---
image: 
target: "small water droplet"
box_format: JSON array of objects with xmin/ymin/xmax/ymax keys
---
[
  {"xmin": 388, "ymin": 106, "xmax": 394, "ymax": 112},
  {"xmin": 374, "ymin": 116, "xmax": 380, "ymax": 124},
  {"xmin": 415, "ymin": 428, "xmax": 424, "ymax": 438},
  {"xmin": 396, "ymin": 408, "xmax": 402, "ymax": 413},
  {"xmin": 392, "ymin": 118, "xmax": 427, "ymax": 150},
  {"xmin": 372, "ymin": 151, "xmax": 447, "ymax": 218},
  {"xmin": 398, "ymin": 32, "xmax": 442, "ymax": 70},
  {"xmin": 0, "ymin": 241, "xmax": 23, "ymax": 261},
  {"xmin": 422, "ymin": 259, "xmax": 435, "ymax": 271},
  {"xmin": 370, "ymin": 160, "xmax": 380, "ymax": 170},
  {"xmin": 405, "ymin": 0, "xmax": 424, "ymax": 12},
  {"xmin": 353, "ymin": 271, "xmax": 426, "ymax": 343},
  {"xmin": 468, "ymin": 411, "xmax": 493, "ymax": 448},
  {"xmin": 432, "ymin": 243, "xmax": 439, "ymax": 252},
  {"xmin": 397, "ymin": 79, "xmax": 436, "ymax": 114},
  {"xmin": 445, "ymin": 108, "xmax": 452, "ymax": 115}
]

* Aim of the task *
The whole set of records needs to be written out exactly.

* Exercise answer *
---
image: 
target: "small water droplet"
box_format: JSON array of objects with xmin/ymin/xmax/ymax keys
---
[
  {"xmin": 388, "ymin": 106, "xmax": 394, "ymax": 112},
  {"xmin": 374, "ymin": 116, "xmax": 380, "ymax": 124},
  {"xmin": 415, "ymin": 428, "xmax": 424, "ymax": 438},
  {"xmin": 396, "ymin": 408, "xmax": 402, "ymax": 413},
  {"xmin": 392, "ymin": 118, "xmax": 427, "ymax": 150},
  {"xmin": 372, "ymin": 151, "xmax": 447, "ymax": 218},
  {"xmin": 398, "ymin": 32, "xmax": 442, "ymax": 70},
  {"xmin": 0, "ymin": 241, "xmax": 23, "ymax": 261},
  {"xmin": 422, "ymin": 259, "xmax": 435, "ymax": 271},
  {"xmin": 370, "ymin": 160, "xmax": 380, "ymax": 170},
  {"xmin": 405, "ymin": 0, "xmax": 424, "ymax": 12},
  {"xmin": 353, "ymin": 271, "xmax": 426, "ymax": 343},
  {"xmin": 468, "ymin": 411, "xmax": 493, "ymax": 448},
  {"xmin": 432, "ymin": 243, "xmax": 439, "ymax": 252},
  {"xmin": 397, "ymin": 79, "xmax": 436, "ymax": 114},
  {"xmin": 445, "ymin": 108, "xmax": 452, "ymax": 115}
]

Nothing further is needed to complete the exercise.